- Problem requirements
Reproduce each of the following items verbatim, preserving every line without alteration.

- Records for the exercise
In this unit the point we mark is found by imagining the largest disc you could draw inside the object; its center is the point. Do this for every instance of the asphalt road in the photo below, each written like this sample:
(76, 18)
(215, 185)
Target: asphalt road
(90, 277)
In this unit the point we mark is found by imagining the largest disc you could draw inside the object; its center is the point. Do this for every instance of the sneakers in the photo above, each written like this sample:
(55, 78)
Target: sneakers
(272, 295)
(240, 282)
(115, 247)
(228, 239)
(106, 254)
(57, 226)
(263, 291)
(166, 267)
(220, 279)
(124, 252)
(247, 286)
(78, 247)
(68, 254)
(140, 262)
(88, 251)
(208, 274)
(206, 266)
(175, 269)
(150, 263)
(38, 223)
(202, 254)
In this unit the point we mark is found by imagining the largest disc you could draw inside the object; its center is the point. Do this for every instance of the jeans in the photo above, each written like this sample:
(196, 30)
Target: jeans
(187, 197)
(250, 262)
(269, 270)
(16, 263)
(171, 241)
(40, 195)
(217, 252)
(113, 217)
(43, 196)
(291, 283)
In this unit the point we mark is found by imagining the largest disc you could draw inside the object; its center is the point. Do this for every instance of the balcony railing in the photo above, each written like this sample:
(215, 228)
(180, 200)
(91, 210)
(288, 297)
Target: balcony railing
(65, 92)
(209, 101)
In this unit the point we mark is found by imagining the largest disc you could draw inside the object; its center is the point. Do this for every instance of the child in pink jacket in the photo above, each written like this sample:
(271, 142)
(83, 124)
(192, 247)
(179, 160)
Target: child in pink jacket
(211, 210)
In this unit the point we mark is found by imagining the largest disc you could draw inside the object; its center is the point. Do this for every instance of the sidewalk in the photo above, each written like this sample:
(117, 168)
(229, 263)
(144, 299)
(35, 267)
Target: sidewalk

- Correct output
In this unit the point we mark is found by imagining the largest disc you could draw inside the object; its center is the point. Do this for every instance of the asphalt road in the photo below, each written like this sample:
(76, 18)
(215, 185)
Target: asphalt road
(90, 277)
In this unit the point we mark is found by imagining the largest disc you could draw inside the object; its center is the point. Do this for every instance of the sneakers in the photo above, each written like this sample:
(55, 78)
Target: sneakers
(272, 295)
(240, 282)
(115, 247)
(228, 239)
(106, 254)
(57, 226)
(263, 291)
(166, 267)
(220, 279)
(124, 252)
(247, 286)
(78, 247)
(68, 254)
(140, 262)
(88, 251)
(208, 274)
(206, 266)
(175, 269)
(150, 263)
(38, 223)
(202, 254)
In this unit the point we mark is found by imagining the largest disc you could draw inside the object; its center is the point. Do this for every instance of the jeans in the photo above, each written like this sample:
(196, 30)
Target: jeans
(187, 197)
(250, 262)
(269, 270)
(16, 263)
(171, 241)
(40, 195)
(217, 252)
(113, 217)
(43, 196)
(291, 283)
In this unit the point we mark is found by imagining the largest disc you could draw inside the object; its center is the point. Do this for every instance of the balcony railing in the photo above, each written like this sample:
(215, 228)
(180, 200)
(91, 210)
(288, 297)
Target: balcony railing
(65, 92)
(209, 101)
In this unit the point we mark is found by imagining the largest disc you could draw inside the object; its center is the point. Do this for every instance of the child in pink jacket in the photo above, each written like this sample:
(271, 142)
(83, 124)
(192, 247)
(179, 160)
Target: child in pink jacket
(211, 210)
In this unit the point we mark is found by imagining the largest disc you could draw inside the object; its center is the point. Do this for every instance of the sidewalk in the photo above, each written like this sample:
(117, 168)
(229, 263)
(144, 299)
(35, 267)
Target: sidewalk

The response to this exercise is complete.